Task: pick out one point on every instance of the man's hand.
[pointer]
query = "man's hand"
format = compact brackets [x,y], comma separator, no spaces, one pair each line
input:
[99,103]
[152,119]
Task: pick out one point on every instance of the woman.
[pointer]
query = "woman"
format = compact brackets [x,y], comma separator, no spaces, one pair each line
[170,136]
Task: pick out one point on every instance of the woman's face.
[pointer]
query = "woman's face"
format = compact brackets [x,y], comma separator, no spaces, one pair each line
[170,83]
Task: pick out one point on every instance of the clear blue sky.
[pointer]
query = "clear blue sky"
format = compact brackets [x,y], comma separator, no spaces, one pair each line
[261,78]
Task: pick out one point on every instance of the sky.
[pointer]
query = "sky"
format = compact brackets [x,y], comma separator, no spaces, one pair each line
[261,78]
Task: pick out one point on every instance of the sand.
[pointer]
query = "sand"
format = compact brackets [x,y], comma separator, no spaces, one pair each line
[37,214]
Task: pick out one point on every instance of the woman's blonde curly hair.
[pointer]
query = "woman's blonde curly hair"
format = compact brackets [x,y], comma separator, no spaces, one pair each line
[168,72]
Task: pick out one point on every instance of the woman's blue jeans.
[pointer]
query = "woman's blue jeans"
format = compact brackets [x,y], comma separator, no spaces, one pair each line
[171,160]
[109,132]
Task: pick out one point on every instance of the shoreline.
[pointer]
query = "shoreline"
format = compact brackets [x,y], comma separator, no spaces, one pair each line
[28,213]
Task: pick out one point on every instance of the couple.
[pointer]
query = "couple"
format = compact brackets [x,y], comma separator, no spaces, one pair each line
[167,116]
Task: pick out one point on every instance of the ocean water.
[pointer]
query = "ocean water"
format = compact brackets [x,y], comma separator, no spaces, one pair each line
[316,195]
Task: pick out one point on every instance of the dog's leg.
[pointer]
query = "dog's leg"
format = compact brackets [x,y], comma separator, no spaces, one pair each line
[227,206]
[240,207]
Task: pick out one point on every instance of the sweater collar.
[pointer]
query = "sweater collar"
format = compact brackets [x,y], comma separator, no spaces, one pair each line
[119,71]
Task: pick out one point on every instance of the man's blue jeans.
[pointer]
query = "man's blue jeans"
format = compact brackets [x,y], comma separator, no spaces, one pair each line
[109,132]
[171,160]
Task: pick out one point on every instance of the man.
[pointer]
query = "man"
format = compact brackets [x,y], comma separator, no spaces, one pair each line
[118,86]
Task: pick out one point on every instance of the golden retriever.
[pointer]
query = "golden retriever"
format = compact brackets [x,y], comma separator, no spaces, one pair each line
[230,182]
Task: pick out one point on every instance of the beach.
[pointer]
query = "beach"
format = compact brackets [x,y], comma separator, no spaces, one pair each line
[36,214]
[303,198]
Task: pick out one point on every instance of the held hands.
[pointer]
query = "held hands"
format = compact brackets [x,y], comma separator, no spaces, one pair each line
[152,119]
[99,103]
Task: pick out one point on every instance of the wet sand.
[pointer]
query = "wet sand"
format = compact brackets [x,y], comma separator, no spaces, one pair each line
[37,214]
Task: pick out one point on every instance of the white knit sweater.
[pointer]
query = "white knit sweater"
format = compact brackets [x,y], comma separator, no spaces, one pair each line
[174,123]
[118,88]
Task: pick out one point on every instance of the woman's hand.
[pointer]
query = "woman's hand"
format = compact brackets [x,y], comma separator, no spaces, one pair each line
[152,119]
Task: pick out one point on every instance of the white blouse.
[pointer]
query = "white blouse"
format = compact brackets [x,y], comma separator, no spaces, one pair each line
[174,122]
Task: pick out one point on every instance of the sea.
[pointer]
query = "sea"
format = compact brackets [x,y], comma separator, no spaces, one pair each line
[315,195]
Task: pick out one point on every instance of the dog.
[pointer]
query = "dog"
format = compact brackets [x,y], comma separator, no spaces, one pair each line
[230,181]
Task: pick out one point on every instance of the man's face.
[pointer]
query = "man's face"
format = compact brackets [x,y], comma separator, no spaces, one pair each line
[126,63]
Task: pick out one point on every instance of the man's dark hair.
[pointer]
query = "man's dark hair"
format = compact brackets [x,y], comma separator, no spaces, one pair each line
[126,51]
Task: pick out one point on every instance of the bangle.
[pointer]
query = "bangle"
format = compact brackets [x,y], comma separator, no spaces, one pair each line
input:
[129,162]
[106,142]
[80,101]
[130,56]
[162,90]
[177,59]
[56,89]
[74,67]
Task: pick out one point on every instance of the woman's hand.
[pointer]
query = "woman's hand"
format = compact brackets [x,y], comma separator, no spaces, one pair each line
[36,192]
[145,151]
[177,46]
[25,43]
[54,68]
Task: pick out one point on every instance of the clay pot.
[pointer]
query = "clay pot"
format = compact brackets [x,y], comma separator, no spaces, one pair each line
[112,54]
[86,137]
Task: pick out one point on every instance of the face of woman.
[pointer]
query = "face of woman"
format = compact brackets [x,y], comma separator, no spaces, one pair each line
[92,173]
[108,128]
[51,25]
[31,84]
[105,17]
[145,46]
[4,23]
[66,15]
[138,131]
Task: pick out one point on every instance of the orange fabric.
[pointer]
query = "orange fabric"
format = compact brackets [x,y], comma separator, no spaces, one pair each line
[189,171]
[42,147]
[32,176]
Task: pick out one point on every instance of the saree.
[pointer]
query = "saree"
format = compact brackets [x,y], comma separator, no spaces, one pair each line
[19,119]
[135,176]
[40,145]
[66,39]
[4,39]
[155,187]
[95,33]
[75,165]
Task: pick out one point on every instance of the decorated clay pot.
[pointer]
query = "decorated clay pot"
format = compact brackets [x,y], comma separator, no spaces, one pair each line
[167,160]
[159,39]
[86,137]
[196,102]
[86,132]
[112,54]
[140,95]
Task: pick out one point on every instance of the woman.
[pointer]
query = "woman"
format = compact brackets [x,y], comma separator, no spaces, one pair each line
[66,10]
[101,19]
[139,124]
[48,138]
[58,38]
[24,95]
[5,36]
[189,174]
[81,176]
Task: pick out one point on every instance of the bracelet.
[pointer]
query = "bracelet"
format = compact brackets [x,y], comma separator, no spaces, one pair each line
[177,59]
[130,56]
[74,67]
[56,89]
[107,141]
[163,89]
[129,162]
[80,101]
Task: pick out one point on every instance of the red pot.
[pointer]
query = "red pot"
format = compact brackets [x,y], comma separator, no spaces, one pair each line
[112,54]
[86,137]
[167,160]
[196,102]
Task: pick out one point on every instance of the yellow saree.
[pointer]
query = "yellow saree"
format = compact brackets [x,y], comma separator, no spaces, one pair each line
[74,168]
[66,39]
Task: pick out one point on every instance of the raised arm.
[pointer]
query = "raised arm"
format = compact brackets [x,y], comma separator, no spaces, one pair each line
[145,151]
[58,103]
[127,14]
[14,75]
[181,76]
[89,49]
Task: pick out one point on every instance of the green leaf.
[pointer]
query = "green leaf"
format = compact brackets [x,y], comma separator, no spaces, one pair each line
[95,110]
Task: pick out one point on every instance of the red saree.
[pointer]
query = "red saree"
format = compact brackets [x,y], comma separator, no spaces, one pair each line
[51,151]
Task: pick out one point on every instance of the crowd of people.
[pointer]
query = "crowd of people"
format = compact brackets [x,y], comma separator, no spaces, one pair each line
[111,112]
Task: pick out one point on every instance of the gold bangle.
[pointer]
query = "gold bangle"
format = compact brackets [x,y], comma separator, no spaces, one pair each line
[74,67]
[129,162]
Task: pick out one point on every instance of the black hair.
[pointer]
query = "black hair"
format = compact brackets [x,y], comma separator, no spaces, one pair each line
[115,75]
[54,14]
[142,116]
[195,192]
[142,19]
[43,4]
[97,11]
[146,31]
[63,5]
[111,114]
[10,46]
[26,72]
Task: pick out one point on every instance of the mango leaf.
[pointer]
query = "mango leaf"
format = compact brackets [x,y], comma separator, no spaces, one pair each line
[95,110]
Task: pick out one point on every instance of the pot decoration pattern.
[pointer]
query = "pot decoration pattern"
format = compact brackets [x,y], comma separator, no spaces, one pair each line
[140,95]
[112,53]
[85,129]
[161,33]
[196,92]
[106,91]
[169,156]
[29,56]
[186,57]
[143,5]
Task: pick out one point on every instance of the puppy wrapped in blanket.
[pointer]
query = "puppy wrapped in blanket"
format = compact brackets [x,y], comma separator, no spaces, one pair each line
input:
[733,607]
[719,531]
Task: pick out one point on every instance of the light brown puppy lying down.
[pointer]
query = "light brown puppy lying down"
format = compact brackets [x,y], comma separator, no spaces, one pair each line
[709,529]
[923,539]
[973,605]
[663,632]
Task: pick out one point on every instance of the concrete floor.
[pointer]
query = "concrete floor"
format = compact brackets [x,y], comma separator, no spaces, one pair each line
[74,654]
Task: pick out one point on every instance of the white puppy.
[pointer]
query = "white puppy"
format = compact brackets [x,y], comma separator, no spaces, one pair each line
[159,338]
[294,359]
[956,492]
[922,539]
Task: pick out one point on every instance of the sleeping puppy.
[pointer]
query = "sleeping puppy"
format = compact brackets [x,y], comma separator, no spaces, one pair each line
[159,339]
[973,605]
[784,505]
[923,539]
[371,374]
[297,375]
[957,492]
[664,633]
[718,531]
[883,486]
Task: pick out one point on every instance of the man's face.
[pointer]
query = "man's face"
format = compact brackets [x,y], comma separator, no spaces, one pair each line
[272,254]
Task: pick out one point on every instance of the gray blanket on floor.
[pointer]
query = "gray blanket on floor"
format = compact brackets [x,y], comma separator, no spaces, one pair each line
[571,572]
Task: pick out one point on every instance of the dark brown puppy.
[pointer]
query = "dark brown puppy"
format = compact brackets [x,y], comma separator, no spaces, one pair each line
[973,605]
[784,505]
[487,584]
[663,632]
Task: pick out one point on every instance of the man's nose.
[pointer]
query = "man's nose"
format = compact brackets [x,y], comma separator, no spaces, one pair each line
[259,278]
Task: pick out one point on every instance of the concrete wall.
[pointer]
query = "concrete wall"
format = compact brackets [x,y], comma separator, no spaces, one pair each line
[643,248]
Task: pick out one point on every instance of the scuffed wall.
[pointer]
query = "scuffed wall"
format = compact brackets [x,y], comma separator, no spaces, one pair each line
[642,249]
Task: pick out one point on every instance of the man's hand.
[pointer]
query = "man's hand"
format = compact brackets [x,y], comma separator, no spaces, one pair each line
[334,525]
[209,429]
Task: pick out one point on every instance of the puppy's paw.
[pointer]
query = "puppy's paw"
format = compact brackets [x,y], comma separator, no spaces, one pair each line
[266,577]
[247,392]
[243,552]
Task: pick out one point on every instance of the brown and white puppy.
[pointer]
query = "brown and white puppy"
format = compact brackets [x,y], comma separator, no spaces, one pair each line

● ● ●

▶ _What this task involves_
Each line in the records above that contains the word "light" must be copied.

▶ _Reply_
Task: pick out one point on every instance of the light brown puppy lying down.
query = "light brown puppy lying down"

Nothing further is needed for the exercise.